No, no – do not be put off by this dry old illustration, for it but masks the workings of an over-active mind. Mine!

Does anything about the following sound familiar?
“…The nickname John of London, given to Richard [II], alludes to a report spread by Henry that Richard was the illegitimate son of the Princess of Wales [Joan of Kent] by a canon of Bordeaux; (see Froissart;) but Mezeray remarks, that that reproach might have been cast upon Henry [IV] with more reason, seeing the queen his mother, on her death-bed, had confessed to a bishop that she had substituted him [Henry] in the place of her own true son, whom she had suffocated by accident, charging him [the bishop] to discover the secret if he [Henry] were likely to inherit the crown. (Mezeray, 983, fo. Paris, 1643)” Taken from Chronique de la Traison et Mort de Richart Deux, Roy Dengleterre.
OK, so the story was related by a Frenchman 250 years or so after the death of Richard II, whom the Black Prince certainly acknowledged as his son. And when it comes to Henry IV…his mother was never Queen. Blanche of Lancaster was Duchess of Lancaster.

[Image location labeling records]
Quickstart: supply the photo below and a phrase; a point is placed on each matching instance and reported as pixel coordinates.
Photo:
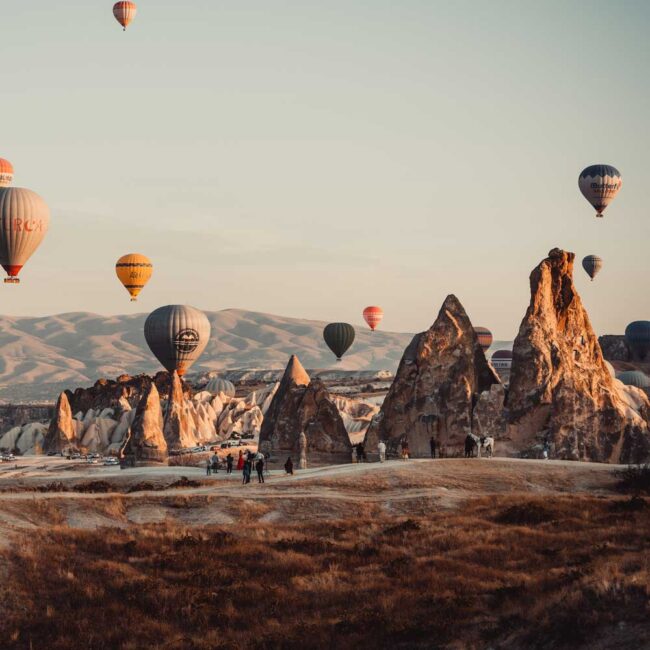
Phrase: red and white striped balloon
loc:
(124, 12)
(373, 315)
(6, 173)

**Task objective**: Write a continuation of the passage about the rumors concerning the parentage of Richard II and Henry IV, beginning after its final sentence. The records have no connection to the text.

**Answer to this problem**:
Mezeray is therefore a hardly reliable source, but the scenario he paints is thought-provoking to someone like me. He wrote after the 15th century, when proof of some sort had come to light of Edward IV’s bigamy . Was a version of the Mezeray scenario then enacted? Was Stillington, or someone else in the know, charged to only reveal the proof of the Eleanor Talbot marriage if there was a chance of Edward V being crowned? And if so, who charged him? Who was in a position to make such a decision? How many of them were there? I know, I know, it sounds like The da Vinci Code, with some manipulative and arcane secret society pulling strings.
Perhaps whoever it was had hope that fate would step in and remove the need for such a revelation? The natural deaths of the boys, perhaps? Premature death was a common enough fate back then. And so was murder, of course. And the girls might well have been safely married to husbands no one would accept on the throne of England? International royal marriages were all very well when it was an English prince marrying a foreign princess, but not the other way around. Elizabeth of York, for instance, was at one time betrothed to Charles, the Dauphin of France. And Cecily was betrothed to the future James IV of Scotland. Grand contracts, but unsuitable for the English crown. If those marriages had taken place, I cannot believe either gentleman would be rapturously greeted in London. Another James of Scotland would eventually be crowned in Westminster Abbey, but not in the 15th century. So, if not the boys or the girls…who then?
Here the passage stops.